• Selected excerpt:

-----

ECS Task Execution IAM Role for AWS Secrets Manager

Nathan Peck profile picture
Nathan Peck
Senior Developer Advocate at AWS

The following CloudFormation example shows how to write a task execution role for Amazon Elastic File System (ECS) which allows ECS to fetch a secret value stored in AWS Secrets Manager.

Language: yaml
# The secret itself
Secret:
  Type: AWS::SecretsManager::Secret
  Properties:
    GenerateSecretString:
      PasswordLength: 30
      ExcludePunctuation: true

# Base task execution role
TaskExecutionRole:
  Type: AWS::IAM::Role
  Properties:
    AssumeRolePolicyDocument:
      Statement:
        - Effect: Allow
          Principal:
            Service: [ecs-tasks.amazonaws.com]
          Action: ['sts:AssumeRole']
          Condition:
            ArnLike:
              aws:SourceArn: !Sub arn:aws:ecs:${AWS::Region}:${AWS::AccountId}:*
            StringEquals:
              aws:SourceAccount: !Ref AWS::AccountId
    ManagedPolicyArns:
      - arn:aws:iam::aws:policy/service-role/AmazonECSTaskExecutionRolePolicy

# Grant ECS the ability to fetch the secrets
TaskAccessToSecret:
  Type: AWS::IAM::Policy
  Properties:
    Roles:
      - !Ref TaskExecutionRole
    PolicyName: AccessSecret
    PolicyDocument:
      Version: '2012-10-17'
      Statement:
        - Effect: Allow
          Action:
            - secretsmanager:DescribeSecret
            - secretsmanager:GetSecretValue
          Resource: !Ref Secret

This role starts out based on the default AmazonECSTaskExecutionRolePolicy managed policy provided by AWS. The base managed role has minimal permissions that allow launching a task and collecting logs, but nothing else.

-----

• Supplied material:

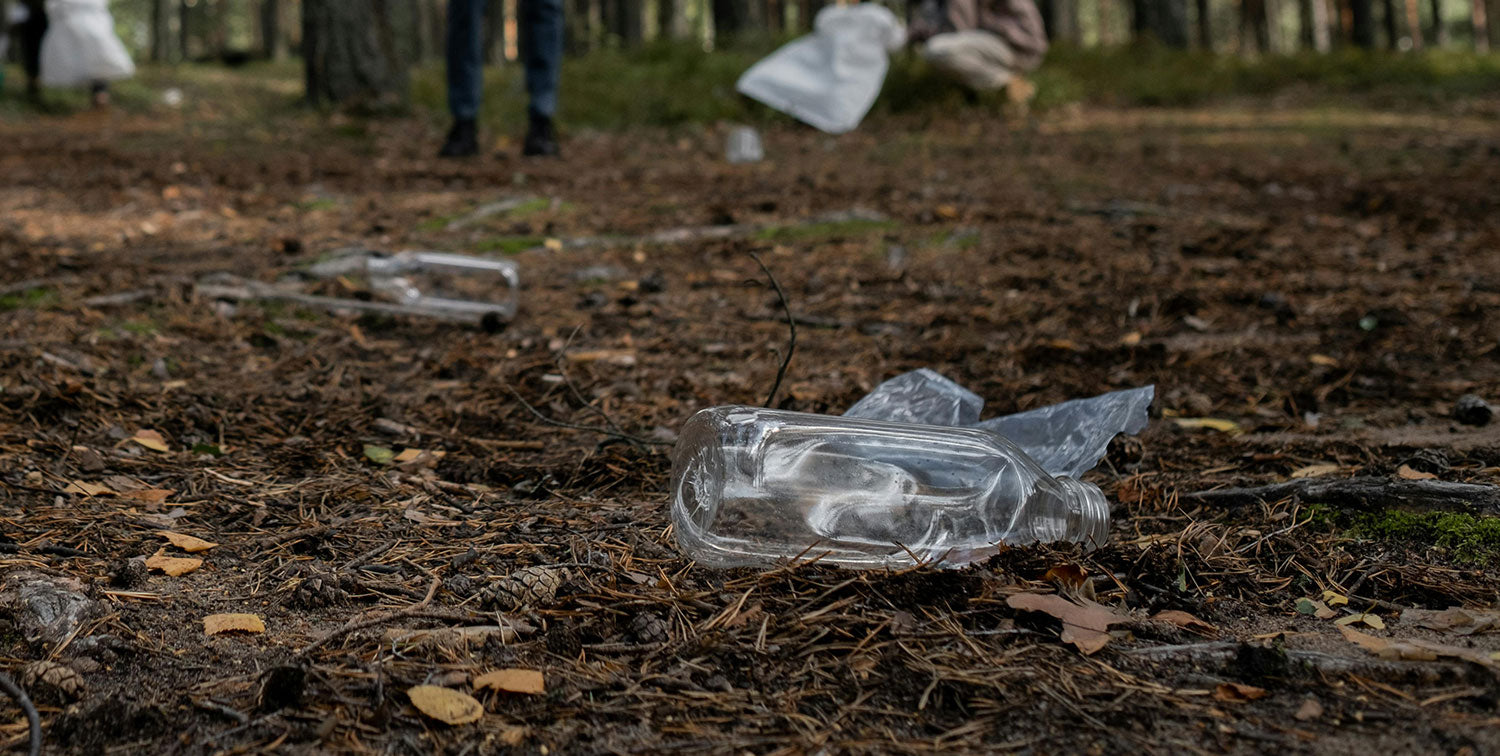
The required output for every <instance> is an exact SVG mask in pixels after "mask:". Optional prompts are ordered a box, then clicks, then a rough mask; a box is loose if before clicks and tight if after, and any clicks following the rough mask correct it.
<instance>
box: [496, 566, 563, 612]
mask: <svg viewBox="0 0 1500 756" xmlns="http://www.w3.org/2000/svg"><path fill="white" fill-rule="evenodd" d="M559 585H562V574H561V573H559V571H558V570H553V568H550V567H522V568H519V570H516V571H513V573H510V574H508V576H505V579H502V580H499V582H496V583H495V585H492V586H490V588H489V591H487V600H489V603H490V604H492V606H495V607H498V609H499V610H502V612H517V610H522V609H531V607H535V606H541V604H547V603H552V600H553V598H556V595H558V586H559Z"/></svg>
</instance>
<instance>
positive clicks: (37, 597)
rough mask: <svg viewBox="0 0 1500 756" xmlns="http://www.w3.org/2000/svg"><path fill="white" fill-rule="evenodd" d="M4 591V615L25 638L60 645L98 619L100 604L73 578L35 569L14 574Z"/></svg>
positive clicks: (8, 574) (7, 579) (3, 610)
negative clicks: (20, 630) (57, 574)
mask: <svg viewBox="0 0 1500 756" xmlns="http://www.w3.org/2000/svg"><path fill="white" fill-rule="evenodd" d="M3 585H5V586H3V589H0V612H6V613H7V615H9V616H10V618H12V621H13V622H15V624H17V628H18V630H21V633H23V634H24V637H26V639H27V640H31V642H37V640H39V642H42V643H43V645H46V646H55V645H57V643H62V642H63V640H65V639H68V637H69V636H72V634H74V633H77V631H78V630H80V628H81V627H83V624H84V622H87V621H90V619H93V618H95V616H98V615H99V613H101V612H99V604H98V603H96V601H95V600H93V598H89V597H87V595H84V586H83V583H80V582H78V580H74V579H72V577H57V576H51V574H43V573H39V571H31V570H21V571H13V573H10V574H7V576H6V577H5V583H3Z"/></svg>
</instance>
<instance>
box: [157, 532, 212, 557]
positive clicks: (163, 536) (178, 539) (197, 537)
mask: <svg viewBox="0 0 1500 756" xmlns="http://www.w3.org/2000/svg"><path fill="white" fill-rule="evenodd" d="M162 537H163V538H166V540H168V541H171V544H172V546H177V547H178V549H181V550H184V552H187V553H198V552H205V550H208V549H211V547H214V546H217V543H213V541H205V540H202V538H199V537H196V535H187V534H184V532H172V531H162Z"/></svg>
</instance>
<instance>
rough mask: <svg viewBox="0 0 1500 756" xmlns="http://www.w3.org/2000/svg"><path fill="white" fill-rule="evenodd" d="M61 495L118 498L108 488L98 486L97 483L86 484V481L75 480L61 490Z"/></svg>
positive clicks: (83, 480) (88, 481)
mask: <svg viewBox="0 0 1500 756" xmlns="http://www.w3.org/2000/svg"><path fill="white" fill-rule="evenodd" d="M63 493H83V495H86V496H118V493H115V492H114V489H111V487H110V486H101V484H99V483H89V481H87V480H75V481H72V483H69V484H68V487H65V489H63Z"/></svg>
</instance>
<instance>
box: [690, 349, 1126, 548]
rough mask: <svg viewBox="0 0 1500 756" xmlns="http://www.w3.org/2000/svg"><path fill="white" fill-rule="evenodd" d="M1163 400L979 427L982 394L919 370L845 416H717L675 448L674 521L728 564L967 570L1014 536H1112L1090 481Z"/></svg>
mask: <svg viewBox="0 0 1500 756" xmlns="http://www.w3.org/2000/svg"><path fill="white" fill-rule="evenodd" d="M1154 395H1155V387H1151V386H1148V387H1142V389H1131V390H1124V392H1112V393H1107V395H1103V396H1095V398H1089V399H1076V401H1070V402H1062V404H1058V405H1052V407H1043V408H1038V410H1031V411H1026V413H1019V414H1013V416H1004V417H995V419H990V420H983V422H981V420H980V414H981V411H983V408H984V401H983V399H981V398H980V396H978V395H975V393H974V392H969V390H968V389H965V387H962V386H959V384H957V383H954V381H951V380H948V378H945V377H942V375H941V374H938V372H933V371H929V369H921V371H913V372H909V374H904V375H898V377H895V378H891V380H889V381H885V383H883V384H880V386H879V387H876V390H874V392H871V393H870V395H868V396H865V398H864V399H861V401H859V402H856V404H855V405H853V407H852V408H849V411H847V413H846V414H844V416H843V417H829V416H814V414H801V413H784V411H774V410H762V408H751V407H717V408H709V410H703V411H700V413H697V414H696V416H693V419H691V420H688V423H687V426H685V428H684V431H682V434H681V437H679V440H678V444H676V449H675V450H673V456H672V490H670V495H672V520H673V529H675V532H676V538H678V544H679V546H681V547H682V550H684V552H687V553H688V555H690V556H691V558H694V559H697V561H699V562H702V564H708V565H715V567H733V565H771V564H777V562H778V561H784V559H817V561H819V562H822V564H837V565H844V567H865V568H870V567H885V568H900V567H909V565H915V564H933V565H941V567H962V565H965V564H971V562H974V561H978V559H984V558H987V556H990V555H993V553H996V552H998V550H999V547H1001V544H1026V543H1038V541H1043V543H1056V541H1071V543H1082V544H1085V546H1088V547H1095V546H1101V544H1103V543H1104V540H1106V538H1107V537H1109V502H1107V501H1106V499H1104V493H1103V492H1101V490H1100V489H1098V486H1095V484H1092V483H1085V481H1082V480H1079V475H1082V474H1083V472H1088V471H1089V469H1092V468H1094V466H1095V465H1097V463H1098V460H1100V459H1103V456H1104V453H1106V450H1107V447H1109V443H1110V440H1112V438H1115V435H1118V434H1136V432H1140V431H1142V429H1145V426H1146V422H1148V410H1149V407H1151V402H1152V398H1154Z"/></svg>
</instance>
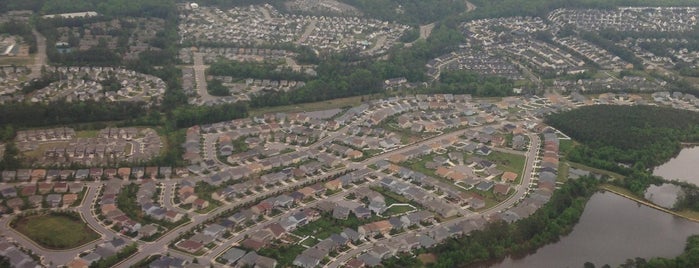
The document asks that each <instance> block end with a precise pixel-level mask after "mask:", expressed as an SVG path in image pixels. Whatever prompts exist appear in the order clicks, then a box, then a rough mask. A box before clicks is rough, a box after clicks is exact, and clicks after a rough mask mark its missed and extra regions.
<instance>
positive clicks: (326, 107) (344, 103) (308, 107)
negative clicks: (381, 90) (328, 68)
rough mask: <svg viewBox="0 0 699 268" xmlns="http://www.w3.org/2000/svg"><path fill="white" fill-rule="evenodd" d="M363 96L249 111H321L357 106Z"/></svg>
mask: <svg viewBox="0 0 699 268" xmlns="http://www.w3.org/2000/svg"><path fill="white" fill-rule="evenodd" d="M363 97H364V96H356V97H348V98H341V99H334V100H328V101H319V102H310V103H301V104H294V105H286V106H277V107H264V108H258V109H254V110H251V111H250V115H251V116H256V115H262V114H268V113H282V112H286V113H289V112H311V111H321V110H328V109H335V108H342V107H347V106H358V105H360V104H361V103H362V98H363Z"/></svg>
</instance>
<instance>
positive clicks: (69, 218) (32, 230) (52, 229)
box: [14, 214, 99, 249]
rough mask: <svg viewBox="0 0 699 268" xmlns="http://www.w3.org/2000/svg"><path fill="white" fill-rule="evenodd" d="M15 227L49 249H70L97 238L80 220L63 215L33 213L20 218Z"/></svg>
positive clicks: (81, 221)
mask: <svg viewBox="0 0 699 268" xmlns="http://www.w3.org/2000/svg"><path fill="white" fill-rule="evenodd" d="M14 228H15V229H17V231H19V232H20V233H22V234H24V235H25V236H27V237H29V238H30V239H32V240H33V241H34V242H36V243H38V244H39V245H41V246H43V247H46V248H49V249H70V248H75V247H77V246H80V245H83V244H85V243H87V242H90V241H92V240H95V239H98V238H99V235H98V234H97V233H95V232H94V231H93V230H92V229H90V228H89V227H88V226H87V224H85V223H84V222H83V221H82V220H78V219H76V218H74V217H72V216H65V215H51V214H46V215H34V216H28V217H24V218H20V219H18V220H17V222H16V223H15V227H14Z"/></svg>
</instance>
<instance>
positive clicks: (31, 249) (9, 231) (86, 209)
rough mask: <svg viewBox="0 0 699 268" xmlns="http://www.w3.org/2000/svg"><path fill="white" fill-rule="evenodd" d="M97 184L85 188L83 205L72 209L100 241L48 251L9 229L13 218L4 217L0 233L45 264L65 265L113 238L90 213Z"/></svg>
mask: <svg viewBox="0 0 699 268" xmlns="http://www.w3.org/2000/svg"><path fill="white" fill-rule="evenodd" d="M98 184H99V183H91V184H90V186H89V187H88V188H87V192H86V193H85V198H83V200H84V201H83V205H81V206H80V207H78V208H76V209H74V210H75V211H77V212H79V213H80V214H81V215H82V217H83V219H84V220H85V222H87V224H88V225H90V227H92V229H94V230H95V232H97V233H98V234H100V235H101V239H99V240H95V241H93V242H90V243H87V244H85V245H82V246H80V247H77V248H74V249H69V250H49V249H45V248H43V247H41V246H39V245H37V244H35V243H34V242H33V241H31V240H30V239H28V238H26V237H25V236H24V235H22V234H20V233H19V232H16V231H15V230H14V229H12V228H10V226H9V222H10V220H11V219H12V218H13V217H12V216H5V217H3V218H2V219H0V225H1V226H4V228H3V229H2V230H0V233H2V234H3V235H5V236H7V237H9V238H11V239H13V240H14V241H17V242H20V244H21V245H22V246H24V247H26V248H29V249H31V250H32V251H33V252H35V253H36V254H37V255H39V256H43V257H44V258H45V259H46V262H49V261H51V262H52V263H53V264H54V265H62V264H66V263H68V262H69V261H71V260H73V258H75V256H77V255H78V254H80V252H82V251H85V250H88V249H92V248H94V246H95V245H97V244H99V243H102V242H104V241H108V240H111V239H112V238H113V237H114V232H113V231H111V230H109V229H107V228H105V227H104V226H102V225H101V224H99V222H98V221H97V218H96V217H93V215H92V212H91V211H90V210H91V209H90V207H91V201H93V200H96V199H97V192H98V191H97V189H96V188H97V185H98Z"/></svg>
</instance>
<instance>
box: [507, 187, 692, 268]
mask: <svg viewBox="0 0 699 268" xmlns="http://www.w3.org/2000/svg"><path fill="white" fill-rule="evenodd" d="M692 234H699V223H695V222H692V221H689V220H685V219H682V218H678V217H675V216H672V215H670V214H666V213H663V212H661V211H658V210H655V209H652V208H649V207H646V206H643V205H639V204H638V203H636V202H634V201H631V200H629V199H626V198H623V197H620V196H618V195H615V194H612V193H597V194H595V195H593V196H592V198H591V199H590V201H589V202H588V203H587V206H586V207H585V211H584V212H583V215H582V216H581V218H580V222H579V223H578V224H577V225H576V226H575V227H574V228H573V231H572V232H571V233H570V234H568V235H567V236H565V237H562V238H561V240H560V241H558V242H556V243H554V244H549V245H546V246H544V247H542V248H540V249H539V250H538V251H537V252H536V253H534V254H533V255H529V256H526V257H524V258H521V259H517V260H514V259H511V258H508V259H505V260H504V261H503V262H501V263H499V264H497V265H494V266H493V267H576V268H579V267H583V265H584V263H585V262H588V261H589V262H592V263H594V264H595V266H596V267H601V266H602V265H604V264H609V265H611V266H612V267H617V266H618V265H619V264H622V263H624V262H625V261H626V259H629V258H635V257H642V258H646V259H650V258H652V257H666V258H671V257H674V256H677V255H679V254H680V253H682V251H683V250H684V246H685V243H686V239H687V237H688V236H690V235H692Z"/></svg>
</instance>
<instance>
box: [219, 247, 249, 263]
mask: <svg viewBox="0 0 699 268" xmlns="http://www.w3.org/2000/svg"><path fill="white" fill-rule="evenodd" d="M243 256H245V251H244V250H242V249H239V248H231V249H229V250H228V251H226V253H224V254H223V255H221V258H223V259H224V260H226V261H227V262H228V264H233V263H235V262H236V261H238V260H239V259H240V258H242V257H243Z"/></svg>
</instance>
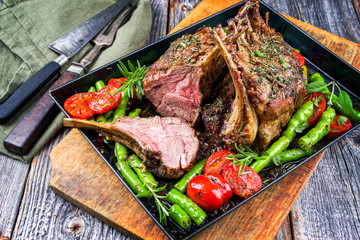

-----

• What is being asked:
Repeat the passage of the ECS task execution role page above, starting with "ECS Task Execution" and going on through "AWS Secrets Manager.".

• Reply:
ECS Task Execution IAM Role for AWS Secrets Manager

Nathan Peck profile picture
Nathan Peck
Senior Developer Advocate at AWS

The following CloudFormation example shows how to write a task execution role for Amazon Elastic File System (ECS) which allows ECS to fetch a secret value stored in AWS Secrets Manager.